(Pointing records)
>>

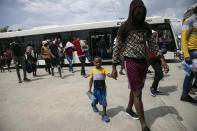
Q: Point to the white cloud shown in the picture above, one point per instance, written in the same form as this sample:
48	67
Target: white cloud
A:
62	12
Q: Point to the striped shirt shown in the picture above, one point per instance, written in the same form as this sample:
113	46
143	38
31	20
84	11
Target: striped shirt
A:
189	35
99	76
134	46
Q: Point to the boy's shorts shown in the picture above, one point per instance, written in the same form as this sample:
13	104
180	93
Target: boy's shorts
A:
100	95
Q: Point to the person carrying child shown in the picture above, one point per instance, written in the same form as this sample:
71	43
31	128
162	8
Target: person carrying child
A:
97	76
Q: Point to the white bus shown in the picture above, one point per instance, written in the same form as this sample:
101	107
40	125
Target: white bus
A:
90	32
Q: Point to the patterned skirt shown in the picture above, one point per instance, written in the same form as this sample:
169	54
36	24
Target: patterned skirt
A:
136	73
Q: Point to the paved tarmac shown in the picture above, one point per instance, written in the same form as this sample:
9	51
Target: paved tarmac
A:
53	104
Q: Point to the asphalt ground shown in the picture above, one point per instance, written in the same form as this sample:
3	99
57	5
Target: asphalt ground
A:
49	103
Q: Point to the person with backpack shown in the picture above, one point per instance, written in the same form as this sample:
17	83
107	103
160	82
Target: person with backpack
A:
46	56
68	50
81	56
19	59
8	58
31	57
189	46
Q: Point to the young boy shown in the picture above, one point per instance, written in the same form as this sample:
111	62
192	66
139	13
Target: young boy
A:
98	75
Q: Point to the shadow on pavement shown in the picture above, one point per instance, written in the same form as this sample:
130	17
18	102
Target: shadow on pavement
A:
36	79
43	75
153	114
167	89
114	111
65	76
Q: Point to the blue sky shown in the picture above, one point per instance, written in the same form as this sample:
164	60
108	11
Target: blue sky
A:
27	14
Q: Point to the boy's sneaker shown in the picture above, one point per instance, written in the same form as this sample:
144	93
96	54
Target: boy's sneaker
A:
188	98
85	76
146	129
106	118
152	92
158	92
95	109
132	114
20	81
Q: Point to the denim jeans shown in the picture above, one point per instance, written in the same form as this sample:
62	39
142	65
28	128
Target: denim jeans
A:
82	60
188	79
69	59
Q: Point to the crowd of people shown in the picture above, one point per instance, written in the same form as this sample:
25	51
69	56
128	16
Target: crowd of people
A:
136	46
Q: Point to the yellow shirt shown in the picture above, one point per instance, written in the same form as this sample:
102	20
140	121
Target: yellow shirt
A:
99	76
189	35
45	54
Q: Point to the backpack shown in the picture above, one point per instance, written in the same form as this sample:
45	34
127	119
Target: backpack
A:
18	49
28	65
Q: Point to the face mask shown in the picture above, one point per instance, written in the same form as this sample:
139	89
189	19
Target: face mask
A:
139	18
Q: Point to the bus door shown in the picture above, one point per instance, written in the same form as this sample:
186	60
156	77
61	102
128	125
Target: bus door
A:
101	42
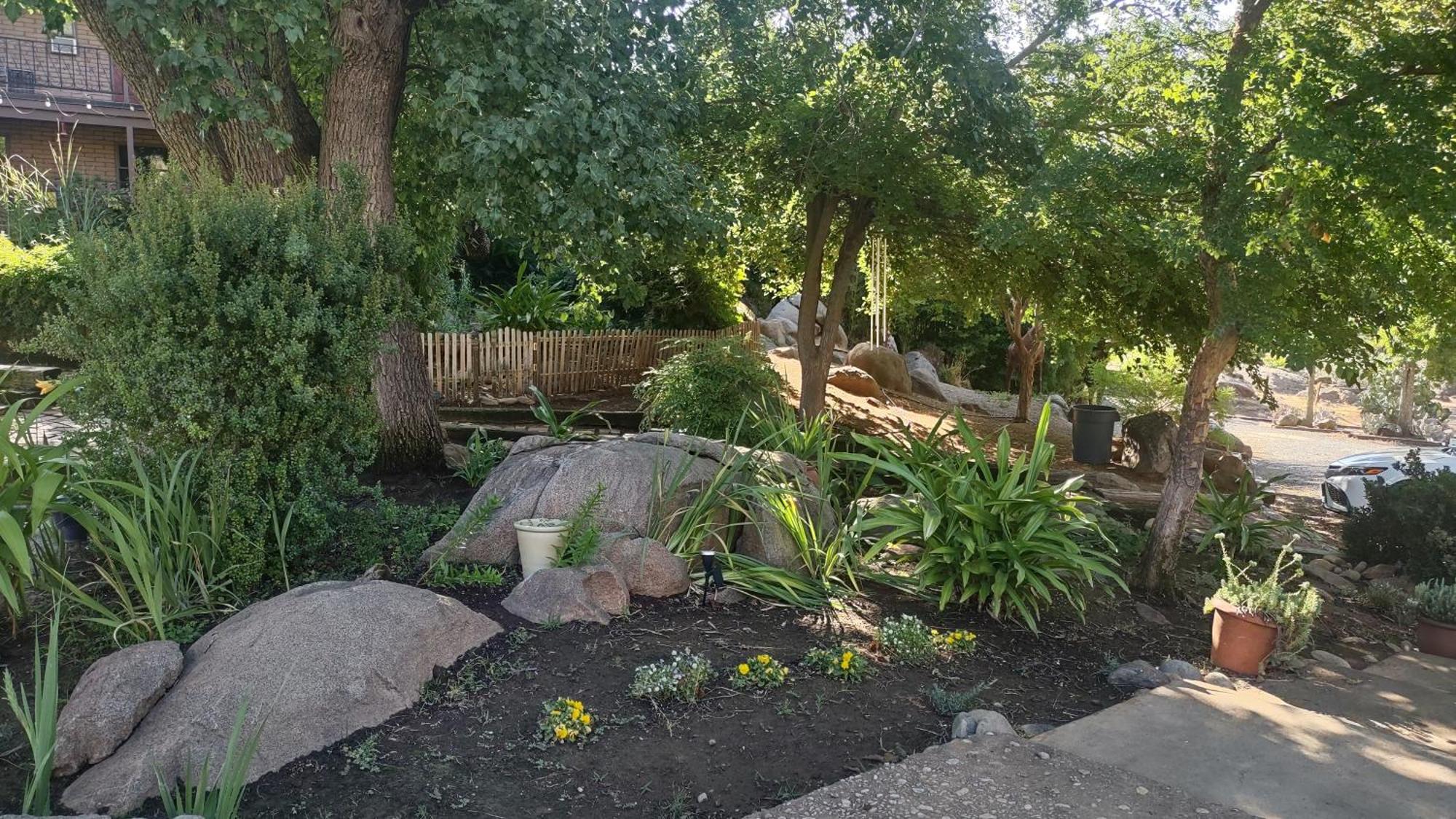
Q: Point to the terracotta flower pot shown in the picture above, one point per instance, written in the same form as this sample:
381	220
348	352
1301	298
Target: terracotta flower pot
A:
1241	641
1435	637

<<
>>

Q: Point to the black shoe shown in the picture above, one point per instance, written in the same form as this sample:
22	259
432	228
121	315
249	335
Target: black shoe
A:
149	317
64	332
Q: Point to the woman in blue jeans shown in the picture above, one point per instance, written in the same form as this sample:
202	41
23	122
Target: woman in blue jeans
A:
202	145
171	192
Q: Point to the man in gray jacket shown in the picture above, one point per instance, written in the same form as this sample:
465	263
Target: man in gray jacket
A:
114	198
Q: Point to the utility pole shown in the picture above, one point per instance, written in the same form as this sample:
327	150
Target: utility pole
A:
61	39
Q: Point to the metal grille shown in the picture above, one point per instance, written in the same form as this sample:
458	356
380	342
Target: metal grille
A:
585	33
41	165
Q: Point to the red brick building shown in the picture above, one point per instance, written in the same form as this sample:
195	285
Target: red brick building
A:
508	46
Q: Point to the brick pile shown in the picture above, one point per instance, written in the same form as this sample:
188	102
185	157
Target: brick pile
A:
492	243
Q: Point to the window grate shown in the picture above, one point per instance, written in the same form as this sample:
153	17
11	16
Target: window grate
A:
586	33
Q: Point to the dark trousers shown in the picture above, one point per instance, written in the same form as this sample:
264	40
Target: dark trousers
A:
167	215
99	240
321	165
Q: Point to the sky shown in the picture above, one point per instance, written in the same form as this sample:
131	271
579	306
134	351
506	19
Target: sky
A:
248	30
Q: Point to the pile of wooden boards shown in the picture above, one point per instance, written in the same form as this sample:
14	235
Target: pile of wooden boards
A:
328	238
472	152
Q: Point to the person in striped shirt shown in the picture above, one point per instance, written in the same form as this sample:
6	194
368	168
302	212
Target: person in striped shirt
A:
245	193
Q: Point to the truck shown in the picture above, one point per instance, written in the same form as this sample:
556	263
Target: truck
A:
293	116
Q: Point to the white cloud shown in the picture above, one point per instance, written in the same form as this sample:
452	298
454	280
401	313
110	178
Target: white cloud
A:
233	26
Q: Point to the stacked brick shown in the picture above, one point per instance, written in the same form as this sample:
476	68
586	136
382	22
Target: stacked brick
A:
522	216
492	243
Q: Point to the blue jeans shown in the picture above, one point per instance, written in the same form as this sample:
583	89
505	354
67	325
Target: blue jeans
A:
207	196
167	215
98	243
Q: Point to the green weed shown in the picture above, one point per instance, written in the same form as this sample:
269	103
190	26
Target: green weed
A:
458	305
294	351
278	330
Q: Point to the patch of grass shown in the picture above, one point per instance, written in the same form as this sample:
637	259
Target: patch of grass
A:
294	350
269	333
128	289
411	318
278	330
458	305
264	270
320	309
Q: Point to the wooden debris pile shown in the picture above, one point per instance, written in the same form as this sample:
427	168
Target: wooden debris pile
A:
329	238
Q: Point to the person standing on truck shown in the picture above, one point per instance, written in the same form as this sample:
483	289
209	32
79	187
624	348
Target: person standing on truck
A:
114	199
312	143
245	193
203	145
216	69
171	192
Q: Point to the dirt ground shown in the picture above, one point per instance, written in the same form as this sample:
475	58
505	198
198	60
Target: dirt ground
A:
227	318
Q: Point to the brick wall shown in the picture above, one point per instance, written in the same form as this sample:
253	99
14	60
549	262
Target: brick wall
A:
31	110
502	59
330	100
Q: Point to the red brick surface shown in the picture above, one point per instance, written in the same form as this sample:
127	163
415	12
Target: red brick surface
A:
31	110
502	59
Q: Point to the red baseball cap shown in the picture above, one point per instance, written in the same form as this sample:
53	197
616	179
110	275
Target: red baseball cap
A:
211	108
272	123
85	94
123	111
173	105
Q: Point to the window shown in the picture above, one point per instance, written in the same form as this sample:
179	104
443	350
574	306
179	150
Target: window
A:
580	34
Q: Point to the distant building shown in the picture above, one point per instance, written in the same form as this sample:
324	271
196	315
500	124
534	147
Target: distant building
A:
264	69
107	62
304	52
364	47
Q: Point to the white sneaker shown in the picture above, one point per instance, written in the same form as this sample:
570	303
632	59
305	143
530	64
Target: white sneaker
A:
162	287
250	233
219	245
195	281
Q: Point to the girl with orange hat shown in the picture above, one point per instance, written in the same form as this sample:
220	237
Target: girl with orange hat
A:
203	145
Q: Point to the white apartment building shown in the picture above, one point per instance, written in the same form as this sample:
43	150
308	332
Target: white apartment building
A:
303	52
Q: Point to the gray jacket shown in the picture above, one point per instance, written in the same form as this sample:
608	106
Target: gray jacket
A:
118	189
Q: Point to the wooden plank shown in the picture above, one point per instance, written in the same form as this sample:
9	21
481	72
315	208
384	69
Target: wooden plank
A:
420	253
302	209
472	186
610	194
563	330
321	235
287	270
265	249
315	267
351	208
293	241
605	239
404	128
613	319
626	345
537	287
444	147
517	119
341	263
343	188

<<
>>

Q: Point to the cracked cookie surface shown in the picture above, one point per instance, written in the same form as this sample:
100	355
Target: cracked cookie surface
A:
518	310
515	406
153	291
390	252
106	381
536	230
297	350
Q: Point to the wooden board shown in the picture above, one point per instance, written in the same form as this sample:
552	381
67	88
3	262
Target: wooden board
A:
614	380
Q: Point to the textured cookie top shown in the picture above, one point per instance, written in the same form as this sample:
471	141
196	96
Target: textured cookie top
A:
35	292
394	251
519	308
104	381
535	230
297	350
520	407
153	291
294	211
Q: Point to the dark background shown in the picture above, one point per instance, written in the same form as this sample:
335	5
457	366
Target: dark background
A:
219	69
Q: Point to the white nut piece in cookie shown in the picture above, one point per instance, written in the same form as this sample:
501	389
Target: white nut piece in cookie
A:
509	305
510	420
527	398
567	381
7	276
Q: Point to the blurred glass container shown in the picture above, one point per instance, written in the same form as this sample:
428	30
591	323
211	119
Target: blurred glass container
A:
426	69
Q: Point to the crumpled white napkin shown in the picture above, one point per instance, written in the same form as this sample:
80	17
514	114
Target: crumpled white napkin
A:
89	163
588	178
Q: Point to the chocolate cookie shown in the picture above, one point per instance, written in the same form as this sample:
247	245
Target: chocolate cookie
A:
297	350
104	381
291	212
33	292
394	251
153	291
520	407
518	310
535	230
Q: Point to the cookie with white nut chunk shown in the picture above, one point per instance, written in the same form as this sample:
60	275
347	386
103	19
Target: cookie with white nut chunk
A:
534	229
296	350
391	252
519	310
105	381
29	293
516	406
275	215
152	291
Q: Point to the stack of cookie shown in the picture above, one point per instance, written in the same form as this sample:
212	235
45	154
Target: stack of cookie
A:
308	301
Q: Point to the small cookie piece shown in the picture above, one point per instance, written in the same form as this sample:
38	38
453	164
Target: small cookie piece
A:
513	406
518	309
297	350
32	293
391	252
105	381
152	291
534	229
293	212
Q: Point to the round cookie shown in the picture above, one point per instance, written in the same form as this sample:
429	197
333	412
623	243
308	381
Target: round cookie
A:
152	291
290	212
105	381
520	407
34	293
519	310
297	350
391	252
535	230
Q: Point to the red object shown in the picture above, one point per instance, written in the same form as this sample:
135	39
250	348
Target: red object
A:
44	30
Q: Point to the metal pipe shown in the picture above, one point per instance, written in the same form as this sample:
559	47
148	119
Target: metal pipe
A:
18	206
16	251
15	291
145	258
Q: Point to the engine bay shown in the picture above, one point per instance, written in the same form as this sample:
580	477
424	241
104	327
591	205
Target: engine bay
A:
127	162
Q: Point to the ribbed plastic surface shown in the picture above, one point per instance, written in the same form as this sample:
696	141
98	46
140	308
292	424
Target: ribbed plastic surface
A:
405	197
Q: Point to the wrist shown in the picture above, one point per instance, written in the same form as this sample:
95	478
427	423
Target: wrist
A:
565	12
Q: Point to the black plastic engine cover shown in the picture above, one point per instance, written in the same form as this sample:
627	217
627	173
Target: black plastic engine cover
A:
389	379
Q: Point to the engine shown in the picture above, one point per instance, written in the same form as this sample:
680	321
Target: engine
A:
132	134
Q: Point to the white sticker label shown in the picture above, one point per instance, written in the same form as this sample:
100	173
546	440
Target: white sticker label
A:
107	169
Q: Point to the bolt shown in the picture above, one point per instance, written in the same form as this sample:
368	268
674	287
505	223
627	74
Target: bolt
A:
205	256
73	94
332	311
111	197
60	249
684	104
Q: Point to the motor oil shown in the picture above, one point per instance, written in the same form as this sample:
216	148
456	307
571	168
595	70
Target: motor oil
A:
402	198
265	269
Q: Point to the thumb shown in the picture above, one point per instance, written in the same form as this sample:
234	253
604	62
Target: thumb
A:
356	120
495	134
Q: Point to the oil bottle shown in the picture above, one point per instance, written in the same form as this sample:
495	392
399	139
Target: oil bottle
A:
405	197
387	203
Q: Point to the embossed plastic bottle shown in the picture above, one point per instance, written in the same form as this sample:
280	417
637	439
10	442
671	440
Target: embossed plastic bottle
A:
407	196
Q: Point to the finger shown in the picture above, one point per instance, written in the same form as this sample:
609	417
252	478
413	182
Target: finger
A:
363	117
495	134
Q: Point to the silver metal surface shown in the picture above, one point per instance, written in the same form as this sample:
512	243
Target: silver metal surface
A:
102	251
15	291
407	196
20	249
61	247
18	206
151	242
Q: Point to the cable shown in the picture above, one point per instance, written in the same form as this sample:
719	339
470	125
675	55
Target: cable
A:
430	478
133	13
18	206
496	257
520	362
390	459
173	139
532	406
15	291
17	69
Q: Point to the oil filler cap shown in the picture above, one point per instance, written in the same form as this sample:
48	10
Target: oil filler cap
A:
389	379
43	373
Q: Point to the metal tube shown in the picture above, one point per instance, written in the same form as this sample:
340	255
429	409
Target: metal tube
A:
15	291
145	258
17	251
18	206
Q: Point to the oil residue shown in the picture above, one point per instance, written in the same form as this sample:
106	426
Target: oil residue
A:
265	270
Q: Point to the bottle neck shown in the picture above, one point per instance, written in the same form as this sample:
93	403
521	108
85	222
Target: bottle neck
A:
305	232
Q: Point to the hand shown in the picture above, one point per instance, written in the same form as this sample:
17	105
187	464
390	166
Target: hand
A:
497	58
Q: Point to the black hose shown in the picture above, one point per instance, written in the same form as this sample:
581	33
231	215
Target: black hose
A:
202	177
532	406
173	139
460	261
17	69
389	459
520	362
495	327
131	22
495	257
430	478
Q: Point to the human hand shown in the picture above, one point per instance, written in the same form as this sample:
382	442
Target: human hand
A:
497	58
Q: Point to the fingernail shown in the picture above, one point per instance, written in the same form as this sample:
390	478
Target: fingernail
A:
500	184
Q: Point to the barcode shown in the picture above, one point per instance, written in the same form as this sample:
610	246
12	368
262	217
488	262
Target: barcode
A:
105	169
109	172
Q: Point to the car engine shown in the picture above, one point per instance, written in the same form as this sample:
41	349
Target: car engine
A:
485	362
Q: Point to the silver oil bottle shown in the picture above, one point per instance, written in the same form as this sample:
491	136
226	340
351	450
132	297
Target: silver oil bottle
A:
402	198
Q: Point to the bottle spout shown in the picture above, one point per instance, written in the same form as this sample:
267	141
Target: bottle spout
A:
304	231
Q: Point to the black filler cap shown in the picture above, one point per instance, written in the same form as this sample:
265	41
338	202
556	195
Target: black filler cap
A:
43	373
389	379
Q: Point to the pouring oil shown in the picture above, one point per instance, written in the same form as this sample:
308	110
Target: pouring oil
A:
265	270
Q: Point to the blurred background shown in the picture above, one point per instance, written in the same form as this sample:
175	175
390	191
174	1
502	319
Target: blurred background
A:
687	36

<<

→ TASK TO CARRY OUT
Locate every line in the items above that contains the word "dirt" and copy each of those lines.

→ TASK SOLUTION
Q: Point to the dirt ground shown in the picture above, one point per instance, written in the same form as this sample:
Target: dirt ground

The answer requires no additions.